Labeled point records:

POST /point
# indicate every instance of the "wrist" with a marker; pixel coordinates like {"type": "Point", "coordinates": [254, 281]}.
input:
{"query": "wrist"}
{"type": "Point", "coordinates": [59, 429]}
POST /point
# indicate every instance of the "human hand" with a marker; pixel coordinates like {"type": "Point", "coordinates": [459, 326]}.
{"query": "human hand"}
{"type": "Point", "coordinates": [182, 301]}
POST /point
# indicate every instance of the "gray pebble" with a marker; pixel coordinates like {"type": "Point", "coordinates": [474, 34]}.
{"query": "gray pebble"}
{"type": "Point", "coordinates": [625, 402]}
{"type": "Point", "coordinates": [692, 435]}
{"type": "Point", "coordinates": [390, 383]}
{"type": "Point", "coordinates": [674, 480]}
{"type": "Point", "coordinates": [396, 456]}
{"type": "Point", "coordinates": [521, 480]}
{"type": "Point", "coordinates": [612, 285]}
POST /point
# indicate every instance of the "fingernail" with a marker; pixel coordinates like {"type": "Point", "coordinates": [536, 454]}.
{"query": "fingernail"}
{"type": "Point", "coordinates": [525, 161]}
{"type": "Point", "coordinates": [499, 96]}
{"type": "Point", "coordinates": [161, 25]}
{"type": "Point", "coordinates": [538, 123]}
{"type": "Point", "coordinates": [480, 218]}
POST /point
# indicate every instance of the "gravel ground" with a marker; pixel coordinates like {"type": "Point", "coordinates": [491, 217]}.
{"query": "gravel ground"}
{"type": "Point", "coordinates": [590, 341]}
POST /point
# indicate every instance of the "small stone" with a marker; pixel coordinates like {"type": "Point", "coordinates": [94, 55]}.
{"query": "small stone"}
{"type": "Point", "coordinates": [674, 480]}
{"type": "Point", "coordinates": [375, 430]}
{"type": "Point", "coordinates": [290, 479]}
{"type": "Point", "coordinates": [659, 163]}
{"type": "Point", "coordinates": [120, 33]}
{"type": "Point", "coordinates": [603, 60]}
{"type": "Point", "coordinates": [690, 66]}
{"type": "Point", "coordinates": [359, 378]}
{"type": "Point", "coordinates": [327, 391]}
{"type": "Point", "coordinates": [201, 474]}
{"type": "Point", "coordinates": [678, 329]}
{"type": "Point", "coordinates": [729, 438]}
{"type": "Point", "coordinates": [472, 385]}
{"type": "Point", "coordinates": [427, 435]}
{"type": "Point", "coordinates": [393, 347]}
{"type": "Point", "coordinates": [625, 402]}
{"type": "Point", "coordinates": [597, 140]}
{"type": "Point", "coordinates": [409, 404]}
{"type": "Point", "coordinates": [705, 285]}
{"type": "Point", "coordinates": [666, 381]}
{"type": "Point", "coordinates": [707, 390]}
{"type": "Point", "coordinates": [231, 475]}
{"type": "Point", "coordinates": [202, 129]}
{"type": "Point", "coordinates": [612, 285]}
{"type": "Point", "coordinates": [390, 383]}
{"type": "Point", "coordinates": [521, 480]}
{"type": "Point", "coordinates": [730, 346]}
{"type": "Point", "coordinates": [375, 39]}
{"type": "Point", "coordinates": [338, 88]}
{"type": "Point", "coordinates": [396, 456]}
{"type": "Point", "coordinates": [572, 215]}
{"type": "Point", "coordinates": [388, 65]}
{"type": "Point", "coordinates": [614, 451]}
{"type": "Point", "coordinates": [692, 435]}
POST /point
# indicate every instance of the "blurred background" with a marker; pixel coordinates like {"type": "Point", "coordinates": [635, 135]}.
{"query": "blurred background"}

> Task statement: Gather every line of the material above that contains the string "marker", and list those lines in their original order.

> Answer:
# indicate every instance of the "wrist" with a marker; pixel coordinates like {"type": "Point", "coordinates": [254, 281]}.
# indicate every instance of the "human hand" with a marker; pixel coordinates like {"type": "Point", "coordinates": [459, 326]}.
# indicate every instance of the "gray pebble" with a marker; pixel coordinates like {"type": "Point", "coordinates": [474, 34]}.
# indicate every instance of the "fingernail" with a marker; pixel coordinates like {"type": "Point", "coordinates": [536, 454]}.
# indicate every instance of the "gravel ground" with a marker; pixel coordinates like {"type": "Point", "coordinates": [491, 217]}.
# indicate every instance of the "small stone" with a marker; pixel coordinates like {"type": "Point", "coordinates": [94, 55]}.
# indicate every instance of the "blurred background" with a marker; pixel coordinates like {"type": "Point", "coordinates": [635, 135]}.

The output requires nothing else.